Do this: Will you copy the listing below line for line, omitting the pictures?

Task material:
§ §

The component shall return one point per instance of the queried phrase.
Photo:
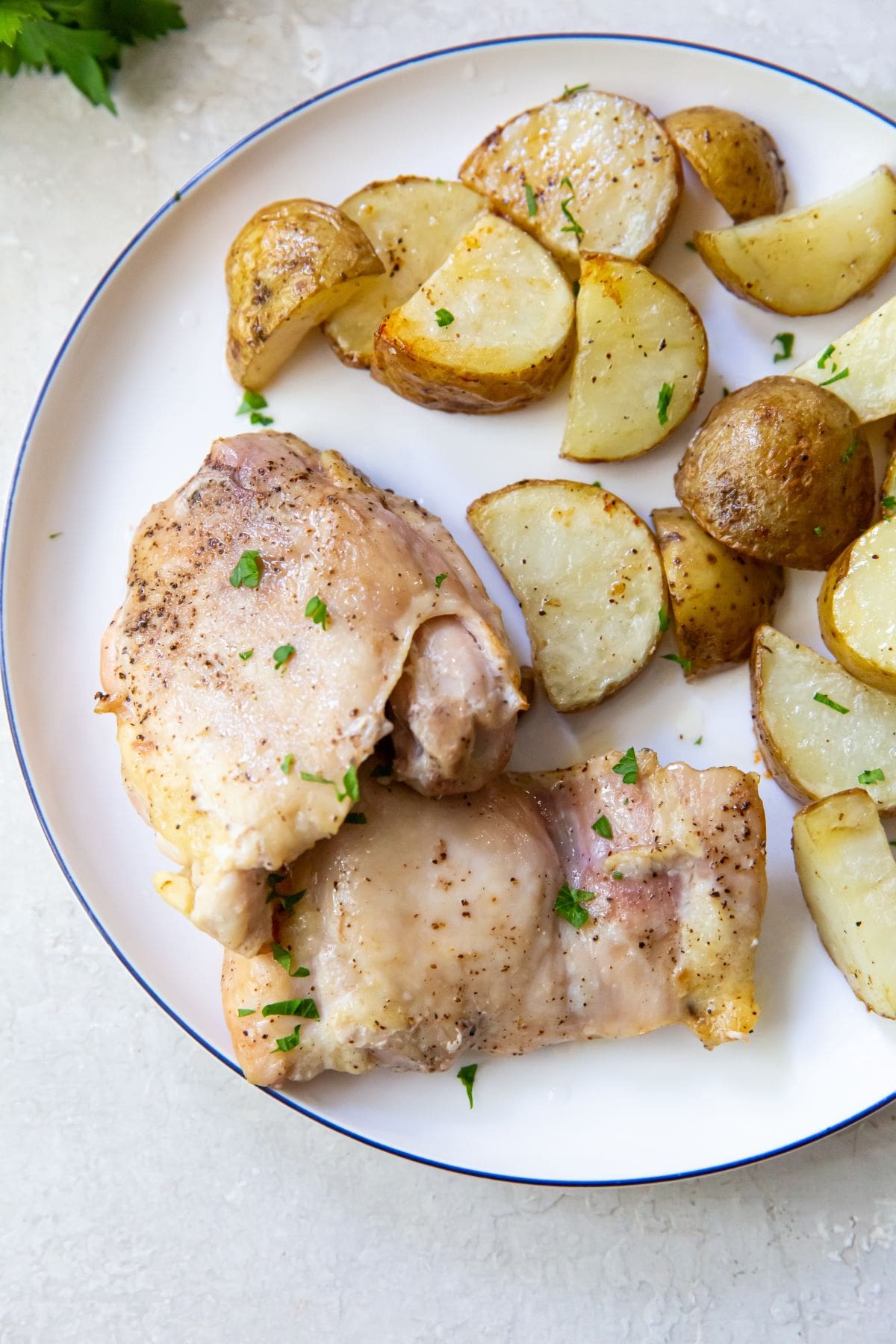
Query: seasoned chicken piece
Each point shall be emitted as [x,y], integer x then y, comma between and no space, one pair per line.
[432,927]
[245,709]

§ §

Correct response:
The component shall return one point per instance of the queried phrase.
Photo:
Query: seasoned chicken piece
Each point shall be emitted as [x,y], integer x then y, comma between and no space, one pair per line.
[432,927]
[245,709]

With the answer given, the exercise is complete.